Material for this exercise →
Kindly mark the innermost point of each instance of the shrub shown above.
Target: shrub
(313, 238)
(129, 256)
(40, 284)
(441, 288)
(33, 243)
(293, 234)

Stated task →
Scale the listing above by rewriting all of its lines, the request lines included. Multiply every point coordinate by 0.2 and round each result to a whole number, with halves rounding up.

Result of the exercise →
Kindly mark the innermost point of each instance of the shrub shown above.
Target: shrub
(63, 48)
(26, 51)
(8, 57)
(88, 58)
(7, 49)
(59, 47)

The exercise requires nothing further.